## TASK INSTRUCTIONS
Could you update the rows from the very start through the line containing "Trace the outline of every instance of the husky", replacing "clamp" with "vise" and leaving everything else unchanged?

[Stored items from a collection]

+++

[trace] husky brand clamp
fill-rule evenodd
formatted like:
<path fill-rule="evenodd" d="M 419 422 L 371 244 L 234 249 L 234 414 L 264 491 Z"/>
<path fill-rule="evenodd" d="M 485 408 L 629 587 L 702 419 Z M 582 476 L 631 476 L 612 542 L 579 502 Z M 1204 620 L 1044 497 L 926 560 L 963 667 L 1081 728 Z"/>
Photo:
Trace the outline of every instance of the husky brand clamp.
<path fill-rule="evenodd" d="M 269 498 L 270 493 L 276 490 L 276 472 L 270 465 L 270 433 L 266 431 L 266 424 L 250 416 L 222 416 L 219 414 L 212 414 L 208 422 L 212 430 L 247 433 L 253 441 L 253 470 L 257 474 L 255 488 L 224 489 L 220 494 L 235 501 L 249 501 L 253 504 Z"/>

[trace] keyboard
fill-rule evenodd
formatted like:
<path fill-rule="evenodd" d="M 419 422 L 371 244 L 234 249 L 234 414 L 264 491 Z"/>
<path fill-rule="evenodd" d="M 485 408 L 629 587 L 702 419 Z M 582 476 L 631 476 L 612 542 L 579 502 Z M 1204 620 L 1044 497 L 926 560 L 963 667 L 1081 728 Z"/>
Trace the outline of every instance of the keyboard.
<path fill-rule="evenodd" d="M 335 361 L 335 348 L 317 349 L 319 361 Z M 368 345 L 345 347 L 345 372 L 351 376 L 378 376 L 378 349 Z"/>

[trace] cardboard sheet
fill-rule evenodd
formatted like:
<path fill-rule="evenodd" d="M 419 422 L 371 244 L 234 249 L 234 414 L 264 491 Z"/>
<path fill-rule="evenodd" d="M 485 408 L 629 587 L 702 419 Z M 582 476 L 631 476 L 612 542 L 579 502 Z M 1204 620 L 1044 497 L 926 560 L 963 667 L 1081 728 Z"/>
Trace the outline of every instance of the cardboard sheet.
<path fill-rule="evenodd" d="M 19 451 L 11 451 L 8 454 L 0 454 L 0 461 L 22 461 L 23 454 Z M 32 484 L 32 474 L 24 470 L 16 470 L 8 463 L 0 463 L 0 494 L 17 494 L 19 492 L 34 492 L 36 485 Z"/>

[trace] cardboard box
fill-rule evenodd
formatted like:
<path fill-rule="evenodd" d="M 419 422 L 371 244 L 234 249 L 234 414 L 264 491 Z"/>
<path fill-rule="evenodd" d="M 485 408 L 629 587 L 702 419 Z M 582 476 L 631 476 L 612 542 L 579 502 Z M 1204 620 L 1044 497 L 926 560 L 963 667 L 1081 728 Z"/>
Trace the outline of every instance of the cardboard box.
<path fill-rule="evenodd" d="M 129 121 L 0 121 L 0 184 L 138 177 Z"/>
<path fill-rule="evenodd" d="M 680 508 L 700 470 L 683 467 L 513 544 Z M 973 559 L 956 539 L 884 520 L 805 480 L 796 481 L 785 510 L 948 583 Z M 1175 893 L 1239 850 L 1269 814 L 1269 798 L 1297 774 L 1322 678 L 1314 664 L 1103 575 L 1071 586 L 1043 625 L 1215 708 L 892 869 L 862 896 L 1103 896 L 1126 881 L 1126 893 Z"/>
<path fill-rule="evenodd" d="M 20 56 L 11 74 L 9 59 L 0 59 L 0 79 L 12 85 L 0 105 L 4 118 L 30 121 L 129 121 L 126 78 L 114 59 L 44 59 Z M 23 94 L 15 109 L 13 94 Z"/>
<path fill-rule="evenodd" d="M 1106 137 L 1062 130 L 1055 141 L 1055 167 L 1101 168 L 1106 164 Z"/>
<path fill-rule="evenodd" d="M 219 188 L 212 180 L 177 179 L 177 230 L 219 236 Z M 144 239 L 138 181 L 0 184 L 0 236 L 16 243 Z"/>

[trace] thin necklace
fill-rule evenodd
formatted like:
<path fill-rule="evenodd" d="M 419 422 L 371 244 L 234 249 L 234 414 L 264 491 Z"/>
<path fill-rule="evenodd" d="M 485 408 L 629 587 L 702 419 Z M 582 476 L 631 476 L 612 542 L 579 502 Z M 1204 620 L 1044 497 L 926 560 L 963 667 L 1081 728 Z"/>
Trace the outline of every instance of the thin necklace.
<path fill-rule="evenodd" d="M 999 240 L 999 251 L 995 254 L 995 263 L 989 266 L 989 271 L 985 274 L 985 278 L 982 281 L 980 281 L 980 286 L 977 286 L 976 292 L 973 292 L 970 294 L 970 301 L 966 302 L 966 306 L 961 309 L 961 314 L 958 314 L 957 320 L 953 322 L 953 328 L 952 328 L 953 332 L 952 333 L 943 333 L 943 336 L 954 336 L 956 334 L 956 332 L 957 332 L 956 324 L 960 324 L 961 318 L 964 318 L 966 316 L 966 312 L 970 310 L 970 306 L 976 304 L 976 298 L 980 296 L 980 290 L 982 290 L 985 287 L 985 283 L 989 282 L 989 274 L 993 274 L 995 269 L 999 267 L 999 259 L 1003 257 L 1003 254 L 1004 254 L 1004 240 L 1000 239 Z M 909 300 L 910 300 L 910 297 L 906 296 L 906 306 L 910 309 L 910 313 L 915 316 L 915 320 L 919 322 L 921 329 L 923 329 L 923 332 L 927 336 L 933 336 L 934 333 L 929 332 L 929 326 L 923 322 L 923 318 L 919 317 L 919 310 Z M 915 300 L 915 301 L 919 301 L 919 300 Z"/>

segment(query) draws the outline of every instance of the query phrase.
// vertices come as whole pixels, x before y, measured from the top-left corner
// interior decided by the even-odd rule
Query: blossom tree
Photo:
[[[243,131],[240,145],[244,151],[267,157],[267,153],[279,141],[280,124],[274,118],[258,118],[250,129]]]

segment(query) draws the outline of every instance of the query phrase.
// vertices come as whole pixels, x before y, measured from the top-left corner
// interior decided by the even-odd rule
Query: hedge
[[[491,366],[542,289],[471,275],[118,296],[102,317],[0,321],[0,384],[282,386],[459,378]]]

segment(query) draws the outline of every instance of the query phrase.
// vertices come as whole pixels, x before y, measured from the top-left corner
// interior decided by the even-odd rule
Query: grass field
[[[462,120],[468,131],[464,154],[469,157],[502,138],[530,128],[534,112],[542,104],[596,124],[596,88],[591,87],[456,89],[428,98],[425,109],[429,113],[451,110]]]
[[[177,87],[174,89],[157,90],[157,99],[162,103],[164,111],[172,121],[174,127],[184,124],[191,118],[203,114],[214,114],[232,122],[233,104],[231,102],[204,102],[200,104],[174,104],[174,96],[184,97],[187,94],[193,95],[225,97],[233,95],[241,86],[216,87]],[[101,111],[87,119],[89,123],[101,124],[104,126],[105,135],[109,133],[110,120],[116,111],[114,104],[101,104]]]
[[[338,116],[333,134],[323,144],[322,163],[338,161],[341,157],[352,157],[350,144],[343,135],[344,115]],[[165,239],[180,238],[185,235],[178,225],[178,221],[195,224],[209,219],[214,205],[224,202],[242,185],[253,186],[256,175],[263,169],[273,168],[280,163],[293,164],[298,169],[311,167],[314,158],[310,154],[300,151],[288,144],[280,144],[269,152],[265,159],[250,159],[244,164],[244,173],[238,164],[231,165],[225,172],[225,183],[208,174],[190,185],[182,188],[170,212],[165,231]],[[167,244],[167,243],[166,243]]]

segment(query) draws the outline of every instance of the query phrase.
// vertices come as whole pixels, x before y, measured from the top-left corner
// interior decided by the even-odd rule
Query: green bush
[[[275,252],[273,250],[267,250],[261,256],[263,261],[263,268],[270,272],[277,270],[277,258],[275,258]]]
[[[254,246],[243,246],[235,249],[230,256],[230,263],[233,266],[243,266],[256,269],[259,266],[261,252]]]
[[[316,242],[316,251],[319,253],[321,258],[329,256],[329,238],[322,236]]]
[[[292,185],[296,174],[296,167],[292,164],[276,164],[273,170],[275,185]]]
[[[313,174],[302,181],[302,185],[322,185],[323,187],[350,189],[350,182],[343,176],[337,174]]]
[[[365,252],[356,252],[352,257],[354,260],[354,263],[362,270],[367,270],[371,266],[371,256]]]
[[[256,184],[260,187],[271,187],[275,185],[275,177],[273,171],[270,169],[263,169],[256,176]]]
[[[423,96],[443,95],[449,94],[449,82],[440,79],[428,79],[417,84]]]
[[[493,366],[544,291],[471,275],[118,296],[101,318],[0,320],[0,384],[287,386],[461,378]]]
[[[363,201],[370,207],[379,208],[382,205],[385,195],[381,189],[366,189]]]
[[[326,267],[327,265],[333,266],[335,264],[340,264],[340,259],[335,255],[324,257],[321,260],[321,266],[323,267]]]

+++

## ANSWER TO THE PROBLEM
[trace] husky brand vise
fill-rule evenodd
formatted like:
<path fill-rule="evenodd" d="M 419 422 L 371 244 L 234 249 L 234 414 L 264 491 Z"/>
<path fill-rule="evenodd" d="M 485 408 L 629 587 L 702 419 Z M 582 476 L 631 476 L 612 542 L 579 502 Z M 1204 620 L 1044 497 L 926 560 L 963 667 L 1081 728 Z"/>
Photo:
Trace the outline of every instance of the husky brand vise.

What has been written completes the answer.